What is required:
Copy the baseball essay word for word from "Fifth of eight" to "walks of life.".

Document text:

CHARLES FOX / Inquirer Staff
Kenneth Shropshire is a professor at Penn's Wharton School and the director of the Wharton Sports Business Initiative.

Fifth of eight parts

Sixty years after Jackie Robinson's desegregation of major-league baseball, African Americans are playing the game at the lowest percentages in decades. The reasons for the decline are multiple and complex, ranging from interest and greater career options to access.

One theory accounting for a small part of the decline is that black American ballplayers now have very little public presence in the black community. Unlike Negro leaguers and early major-leaguers, these men now have the choice and, on the whole, have chosen to live elsewhere. That in itself is a very different discussion that would encompass the choices of successful people of color from all walks of life.

Sure, it's not like NBA or NFL players live in African American neighborhoods. But the media provide multiple exposures to the players in those leagues. Those sports, made more for SportsCenter and video games than radio, are more dominantly a part of black popular culture than baseball, a presence that compensates for the absence of real-world player contact.

I caught the tail end of that neighborhood era with the Dodgers' Willie Davis living around the corner and umpire Emmett Ashford living two doors down from where I grew up in Los Angeles. I could see Willie and his house and say, "I want to be like him." (I had no interest in becoming an umpire.) Even beyond the absence of African Americans in ownership and the small numbers in management, the decline in the number of American-born blacks playing the game seems to have, rightly, fully captured the attention of the leaders of major-league baseball.

Also, while growing up, my brother and I would wait eagerly for the publication of Ebony magazine's spring training feature. In that annual edition, the editors published photos of every black player participating in spring training. By the time the 1980s came around, when the percentage of African Americans in the game was nearing 30 percent, I guess it became impractical for the magazine to continue the annual tabulation. The presence of black players on a team was not so novel, and that issue of the magazine was becoming a phone book. But now, with the percentage of African Americans below 10 percent, Ebony might be well served to start that annual survey anew.

When Jackie Robinson entered major-league baseball, there was nowhere for African American participation to go but up. By the time the 1970s and 1980s came, it was much like black jockeys in the early Kentucky Derby races. Not only were 13 of the 15 jockeys in the inaugural 1875 Derby black, so also was the winner. Then, early in the 1900s, for a variety of reasons, black jockeys disappeared. Certainly, these are different times, and there are different reasons for the decline of African American participation in baseball, but there are lessons to be learned.

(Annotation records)

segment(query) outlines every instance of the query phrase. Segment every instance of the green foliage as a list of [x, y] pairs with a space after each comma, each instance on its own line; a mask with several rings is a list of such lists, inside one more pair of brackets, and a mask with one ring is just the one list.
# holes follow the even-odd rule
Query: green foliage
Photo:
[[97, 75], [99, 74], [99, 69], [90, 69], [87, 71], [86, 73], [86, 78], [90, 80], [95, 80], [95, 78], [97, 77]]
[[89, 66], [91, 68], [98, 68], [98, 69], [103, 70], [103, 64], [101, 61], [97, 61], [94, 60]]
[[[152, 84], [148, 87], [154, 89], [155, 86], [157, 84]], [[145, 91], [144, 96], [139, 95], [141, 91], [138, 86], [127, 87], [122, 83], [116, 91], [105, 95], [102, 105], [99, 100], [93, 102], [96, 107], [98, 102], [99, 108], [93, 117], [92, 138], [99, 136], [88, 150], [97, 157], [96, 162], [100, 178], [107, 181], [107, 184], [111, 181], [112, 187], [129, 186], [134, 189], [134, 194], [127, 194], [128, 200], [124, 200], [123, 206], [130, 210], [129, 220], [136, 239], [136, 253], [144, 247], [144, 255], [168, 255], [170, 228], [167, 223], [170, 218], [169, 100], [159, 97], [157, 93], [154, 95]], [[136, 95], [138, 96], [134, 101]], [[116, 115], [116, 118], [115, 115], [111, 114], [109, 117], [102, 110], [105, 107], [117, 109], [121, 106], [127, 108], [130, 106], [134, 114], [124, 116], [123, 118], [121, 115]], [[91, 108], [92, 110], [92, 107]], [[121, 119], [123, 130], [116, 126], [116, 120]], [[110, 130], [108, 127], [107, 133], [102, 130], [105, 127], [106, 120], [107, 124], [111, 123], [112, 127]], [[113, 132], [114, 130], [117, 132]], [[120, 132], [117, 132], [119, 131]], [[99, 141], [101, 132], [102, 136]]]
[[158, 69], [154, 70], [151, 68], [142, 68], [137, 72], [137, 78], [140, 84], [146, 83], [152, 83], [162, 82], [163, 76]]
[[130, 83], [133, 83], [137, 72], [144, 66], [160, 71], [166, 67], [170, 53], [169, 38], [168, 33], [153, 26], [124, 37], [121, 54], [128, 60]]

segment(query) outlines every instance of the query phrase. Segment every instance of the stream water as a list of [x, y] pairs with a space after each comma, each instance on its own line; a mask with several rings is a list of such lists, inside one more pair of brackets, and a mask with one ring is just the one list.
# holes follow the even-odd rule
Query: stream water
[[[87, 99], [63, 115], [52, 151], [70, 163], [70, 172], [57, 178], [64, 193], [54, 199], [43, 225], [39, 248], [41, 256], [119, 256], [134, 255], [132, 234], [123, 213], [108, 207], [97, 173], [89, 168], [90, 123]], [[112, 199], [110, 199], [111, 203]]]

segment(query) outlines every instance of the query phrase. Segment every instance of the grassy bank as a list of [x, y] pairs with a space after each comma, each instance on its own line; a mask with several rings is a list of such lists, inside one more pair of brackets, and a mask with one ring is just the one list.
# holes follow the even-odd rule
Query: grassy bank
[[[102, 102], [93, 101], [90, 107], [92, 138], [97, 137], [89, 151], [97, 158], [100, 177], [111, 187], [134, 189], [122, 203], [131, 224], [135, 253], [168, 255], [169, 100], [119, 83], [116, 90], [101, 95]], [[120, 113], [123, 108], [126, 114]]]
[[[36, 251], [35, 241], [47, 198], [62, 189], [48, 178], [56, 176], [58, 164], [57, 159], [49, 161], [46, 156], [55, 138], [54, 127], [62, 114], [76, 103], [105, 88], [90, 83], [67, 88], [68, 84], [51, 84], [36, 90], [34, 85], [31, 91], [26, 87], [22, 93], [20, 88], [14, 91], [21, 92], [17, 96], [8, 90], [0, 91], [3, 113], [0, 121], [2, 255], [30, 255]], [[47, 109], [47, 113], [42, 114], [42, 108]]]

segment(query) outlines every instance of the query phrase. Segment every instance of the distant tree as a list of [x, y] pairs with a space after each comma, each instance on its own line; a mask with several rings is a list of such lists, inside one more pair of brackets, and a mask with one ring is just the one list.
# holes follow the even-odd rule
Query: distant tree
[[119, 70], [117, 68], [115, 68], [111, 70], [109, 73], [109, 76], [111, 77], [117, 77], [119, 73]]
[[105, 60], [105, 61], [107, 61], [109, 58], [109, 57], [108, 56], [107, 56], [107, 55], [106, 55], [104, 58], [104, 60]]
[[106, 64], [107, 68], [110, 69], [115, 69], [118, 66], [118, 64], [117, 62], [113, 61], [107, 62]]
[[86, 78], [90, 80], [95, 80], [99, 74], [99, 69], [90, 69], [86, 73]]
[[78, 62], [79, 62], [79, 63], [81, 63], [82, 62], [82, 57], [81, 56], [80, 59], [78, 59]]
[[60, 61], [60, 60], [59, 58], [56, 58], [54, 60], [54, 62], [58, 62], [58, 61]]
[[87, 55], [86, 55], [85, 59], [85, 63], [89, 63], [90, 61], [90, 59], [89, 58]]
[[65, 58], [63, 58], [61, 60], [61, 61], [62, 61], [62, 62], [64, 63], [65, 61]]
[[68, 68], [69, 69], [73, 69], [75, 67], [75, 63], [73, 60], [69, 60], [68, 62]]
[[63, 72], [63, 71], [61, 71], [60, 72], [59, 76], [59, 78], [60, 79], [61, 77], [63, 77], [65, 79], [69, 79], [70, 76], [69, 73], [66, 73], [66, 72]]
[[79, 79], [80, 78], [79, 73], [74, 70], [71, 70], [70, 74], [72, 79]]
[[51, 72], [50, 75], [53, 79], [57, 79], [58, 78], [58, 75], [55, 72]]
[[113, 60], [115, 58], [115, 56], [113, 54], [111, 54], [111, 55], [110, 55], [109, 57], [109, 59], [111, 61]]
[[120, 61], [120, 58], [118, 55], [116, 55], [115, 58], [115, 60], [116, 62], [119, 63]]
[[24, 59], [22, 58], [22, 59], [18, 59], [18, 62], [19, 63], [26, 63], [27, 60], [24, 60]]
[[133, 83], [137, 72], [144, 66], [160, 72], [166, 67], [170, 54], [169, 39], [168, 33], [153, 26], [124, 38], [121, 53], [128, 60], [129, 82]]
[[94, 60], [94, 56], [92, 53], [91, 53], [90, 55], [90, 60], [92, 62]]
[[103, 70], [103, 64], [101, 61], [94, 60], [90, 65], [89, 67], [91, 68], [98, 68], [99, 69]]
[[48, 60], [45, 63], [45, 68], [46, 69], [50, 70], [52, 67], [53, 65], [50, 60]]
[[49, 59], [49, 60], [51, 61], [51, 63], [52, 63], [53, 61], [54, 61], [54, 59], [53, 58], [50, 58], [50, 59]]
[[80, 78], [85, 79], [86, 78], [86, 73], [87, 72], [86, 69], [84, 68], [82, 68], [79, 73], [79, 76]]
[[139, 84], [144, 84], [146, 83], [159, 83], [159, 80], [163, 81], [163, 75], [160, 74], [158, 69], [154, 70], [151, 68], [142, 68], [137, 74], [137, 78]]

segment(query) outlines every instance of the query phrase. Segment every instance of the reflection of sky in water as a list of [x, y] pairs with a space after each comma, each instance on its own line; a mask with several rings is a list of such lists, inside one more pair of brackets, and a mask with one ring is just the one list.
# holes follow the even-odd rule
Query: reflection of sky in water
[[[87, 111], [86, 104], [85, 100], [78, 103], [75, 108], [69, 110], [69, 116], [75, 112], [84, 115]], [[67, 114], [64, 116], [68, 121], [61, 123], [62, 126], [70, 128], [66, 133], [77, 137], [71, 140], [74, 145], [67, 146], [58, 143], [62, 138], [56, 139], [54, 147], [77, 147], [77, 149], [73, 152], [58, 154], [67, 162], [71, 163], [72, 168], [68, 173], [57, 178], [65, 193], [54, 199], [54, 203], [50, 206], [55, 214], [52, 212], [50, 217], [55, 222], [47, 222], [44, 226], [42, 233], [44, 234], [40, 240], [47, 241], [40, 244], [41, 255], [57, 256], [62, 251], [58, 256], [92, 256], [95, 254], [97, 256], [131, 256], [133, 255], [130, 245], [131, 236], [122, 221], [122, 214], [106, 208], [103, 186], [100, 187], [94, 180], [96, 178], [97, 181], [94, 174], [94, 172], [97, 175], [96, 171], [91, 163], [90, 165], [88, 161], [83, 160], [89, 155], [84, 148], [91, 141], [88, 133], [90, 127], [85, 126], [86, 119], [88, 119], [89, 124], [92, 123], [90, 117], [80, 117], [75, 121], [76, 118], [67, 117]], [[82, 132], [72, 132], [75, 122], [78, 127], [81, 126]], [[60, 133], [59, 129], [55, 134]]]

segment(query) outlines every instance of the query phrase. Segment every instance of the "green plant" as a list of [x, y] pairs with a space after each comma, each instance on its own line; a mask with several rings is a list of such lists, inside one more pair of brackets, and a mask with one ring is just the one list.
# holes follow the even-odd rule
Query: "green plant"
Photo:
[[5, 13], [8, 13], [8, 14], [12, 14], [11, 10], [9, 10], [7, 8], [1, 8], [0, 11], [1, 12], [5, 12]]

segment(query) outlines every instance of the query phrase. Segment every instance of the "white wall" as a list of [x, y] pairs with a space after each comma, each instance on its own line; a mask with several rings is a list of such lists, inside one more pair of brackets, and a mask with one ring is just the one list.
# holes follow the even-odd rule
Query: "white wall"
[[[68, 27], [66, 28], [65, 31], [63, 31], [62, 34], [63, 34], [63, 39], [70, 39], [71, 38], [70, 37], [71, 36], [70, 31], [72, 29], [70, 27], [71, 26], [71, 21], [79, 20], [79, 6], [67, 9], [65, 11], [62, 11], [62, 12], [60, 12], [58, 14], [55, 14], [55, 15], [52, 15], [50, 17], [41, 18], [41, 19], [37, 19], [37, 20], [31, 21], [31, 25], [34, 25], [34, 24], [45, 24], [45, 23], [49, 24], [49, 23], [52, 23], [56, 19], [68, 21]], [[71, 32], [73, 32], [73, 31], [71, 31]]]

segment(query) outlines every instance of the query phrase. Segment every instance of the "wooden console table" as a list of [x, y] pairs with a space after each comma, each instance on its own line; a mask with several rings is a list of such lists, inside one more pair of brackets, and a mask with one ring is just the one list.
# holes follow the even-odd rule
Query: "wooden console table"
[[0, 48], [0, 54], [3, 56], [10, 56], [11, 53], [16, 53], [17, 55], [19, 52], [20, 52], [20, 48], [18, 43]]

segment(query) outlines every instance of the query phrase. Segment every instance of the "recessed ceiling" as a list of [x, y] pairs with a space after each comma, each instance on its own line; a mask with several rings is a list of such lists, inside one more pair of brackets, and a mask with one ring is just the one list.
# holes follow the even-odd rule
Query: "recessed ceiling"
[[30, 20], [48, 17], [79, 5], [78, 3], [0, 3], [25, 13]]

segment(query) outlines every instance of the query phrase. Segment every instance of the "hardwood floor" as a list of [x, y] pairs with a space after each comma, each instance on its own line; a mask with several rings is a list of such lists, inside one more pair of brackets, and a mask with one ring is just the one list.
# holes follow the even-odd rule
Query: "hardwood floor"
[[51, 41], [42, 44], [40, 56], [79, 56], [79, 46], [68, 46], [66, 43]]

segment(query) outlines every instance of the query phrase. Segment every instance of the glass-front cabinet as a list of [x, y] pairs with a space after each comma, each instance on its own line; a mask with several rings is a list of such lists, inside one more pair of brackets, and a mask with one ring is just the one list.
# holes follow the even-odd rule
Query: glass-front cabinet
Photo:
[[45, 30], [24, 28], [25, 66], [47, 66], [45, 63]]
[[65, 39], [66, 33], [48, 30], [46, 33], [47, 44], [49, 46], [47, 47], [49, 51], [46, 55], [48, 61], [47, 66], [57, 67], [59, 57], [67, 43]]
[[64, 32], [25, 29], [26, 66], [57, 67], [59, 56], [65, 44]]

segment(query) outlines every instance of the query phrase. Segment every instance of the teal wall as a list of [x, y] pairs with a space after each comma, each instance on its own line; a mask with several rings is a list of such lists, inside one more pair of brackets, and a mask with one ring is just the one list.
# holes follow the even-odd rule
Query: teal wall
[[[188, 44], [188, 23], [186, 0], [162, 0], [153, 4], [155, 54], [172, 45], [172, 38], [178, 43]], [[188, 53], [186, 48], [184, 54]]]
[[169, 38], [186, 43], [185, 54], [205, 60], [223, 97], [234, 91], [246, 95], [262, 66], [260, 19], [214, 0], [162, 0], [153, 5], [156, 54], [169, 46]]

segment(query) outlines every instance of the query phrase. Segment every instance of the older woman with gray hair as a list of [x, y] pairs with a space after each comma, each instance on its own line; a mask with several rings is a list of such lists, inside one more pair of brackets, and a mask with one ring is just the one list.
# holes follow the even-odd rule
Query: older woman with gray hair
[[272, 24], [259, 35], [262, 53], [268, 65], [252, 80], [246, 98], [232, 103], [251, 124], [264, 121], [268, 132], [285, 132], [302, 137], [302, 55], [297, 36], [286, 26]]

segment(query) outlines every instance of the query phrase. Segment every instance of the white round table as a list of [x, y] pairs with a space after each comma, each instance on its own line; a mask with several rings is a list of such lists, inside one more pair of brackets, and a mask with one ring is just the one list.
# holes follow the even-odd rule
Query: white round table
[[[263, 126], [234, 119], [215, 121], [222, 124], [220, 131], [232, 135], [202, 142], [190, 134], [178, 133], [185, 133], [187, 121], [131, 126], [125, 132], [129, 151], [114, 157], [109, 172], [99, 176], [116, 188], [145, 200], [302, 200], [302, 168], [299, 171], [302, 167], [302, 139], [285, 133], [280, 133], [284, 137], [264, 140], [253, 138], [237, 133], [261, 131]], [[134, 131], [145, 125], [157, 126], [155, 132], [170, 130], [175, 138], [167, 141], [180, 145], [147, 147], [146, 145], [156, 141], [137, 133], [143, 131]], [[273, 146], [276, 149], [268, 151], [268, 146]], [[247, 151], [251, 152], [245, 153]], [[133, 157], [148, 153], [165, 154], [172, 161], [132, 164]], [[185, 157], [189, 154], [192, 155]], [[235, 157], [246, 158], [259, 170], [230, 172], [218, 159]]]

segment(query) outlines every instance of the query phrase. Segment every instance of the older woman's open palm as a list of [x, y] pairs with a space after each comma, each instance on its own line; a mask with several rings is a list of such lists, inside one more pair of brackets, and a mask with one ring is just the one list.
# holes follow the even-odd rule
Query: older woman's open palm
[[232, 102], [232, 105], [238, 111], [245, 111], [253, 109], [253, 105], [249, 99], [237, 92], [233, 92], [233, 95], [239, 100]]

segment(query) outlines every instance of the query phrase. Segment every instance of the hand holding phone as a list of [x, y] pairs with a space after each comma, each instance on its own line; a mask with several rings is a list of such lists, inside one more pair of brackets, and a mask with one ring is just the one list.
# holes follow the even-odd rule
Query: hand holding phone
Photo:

Expected output:
Fifth of eight parts

Sixty years after Jackie Robinson's desegregation of major-league baseball, African Americans are playing the game at the lowest percentages in decades. The reasons for the decline are multiple and complex, ranging from interest and greater career options to access.

One theory accounting for a small part of the decline is that black American ballplayers now have very little public presence in the black community. Unlike Negro leaguers and early major-leaguers, these men now have the choice and, on the whole, have chosen to live elsewhere. That in itself is a very different discussion that would encompass the choices of successful people of color from all walks of life.